# TEXT FOR ANALYSIS
=======

- February 16, 2017
RIP R&D: Finding Your Competitive AdvantageShare this:
Companies playing long-term bets are easy to disrupt.
By Sukhi Gill, Technical Directorate, EMEA, and Fellow, Hewlett Packard Enterprise Services
The era of research and development (R&D) as a source of competitive advantage is over. Betting on multiyear investment programs, unless perhaps they are scientific, in the hope you will continue to be a leader in that market no longer works.
Digitization, access to global knowledge bases and workforces, and the ability to rapidly innovate means it’s much easier to disrupt companies playing long-term bets. They’re easy prey for the nimble and the agile. The paradigm of R&D advantage was really little more than senior executives making strategic bets on where the market was going. The market is simply moving too fast for these strategic bets to pan out.
Business guru Rita McGrath of the Columbia Business School says it’s time companies surrender their pursuit of these sustainable growth advantages. They’re elusive in today’s environment. Many of the barriers to entry that once insulated enterprises and even whole sectors have been stripped away. Companies can no longer structure an enterprise around a competitive advantage by fortifying it and milking it for profits.

=======

# PROBLEM SET
**a)** Copy out everything from "By Sukhi Gill, Technical" down to "to pan out." in the R&D article.
**b)** According to the R&D article, who says it is time for companies to surrender their pursuit of sustainable growth advantages?
**c)** Resume the R&D article after its last sentence.
The listing plays no part in any of this work.

# RECORDED INFORMATION
=======

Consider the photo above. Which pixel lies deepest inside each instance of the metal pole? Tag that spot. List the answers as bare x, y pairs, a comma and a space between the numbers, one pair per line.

=======

# TASK-BY-TASK OUTPUTS
**a)**
By Sukhi Gill, Technical Directorate, EMEA, and Fellow, Hewlett Packard Enterprise Services
The era of research and development (R&D) as a source of competitive advantage is over. Betting on multiyear investment programs, unless perhaps they are scientific, in the hope you will continue to be a leader in that market no longer works.
Digitization, access to global knowledge bases and workforces, and the ability to rapidly innovate means it’s much easier to disrupt companies playing long-term bets. They’re easy prey for the nimble and the agile. The paradigm of R&D advantage was really little more than senior executives making strategic bets on where the market was going. The market is simply moving too fast for these strategic bets to pan out.

**b)** Rita McGrath of the Columbia Business School.

**c)**
Build Better Bets
To succeed, you need a two-pronged approach:
- Strategic bets on a shorter time frame
- Agility enabled by digital technology
Bets must be fluid and adaptable. Strategies have to accommodate course corrections and the ability to rapidly refocus based on market signals. Product companies, for example, can run simulations and/or create early prototypes with digital tools to gauge market acceptance and make adjustments.
Yet the agility component is much easier to execute for enterprises that were born digital and aren’t saddled with legacy processes and hardware. Traditional enterprises have other advantages, though—scale, assets, and rich content. These take the form of products, physical buildings, people, and years of gathered data on customers and markets.
But if you only work within your current value chain, you won’t be able to mine value from these assets. Keeping content cooped up in legacy systems is not going to give you a competitive advantage and help you drive innovation.
Instead, strive to identify your core assets. Expose the information so you can monetize it. The challenge is how to expose these assets in a way that you can protect but also share them. This means leveraging new tech. Tools include open-source communities, APIs, information services, and digital platforms with software interfaces that third-party developers can access.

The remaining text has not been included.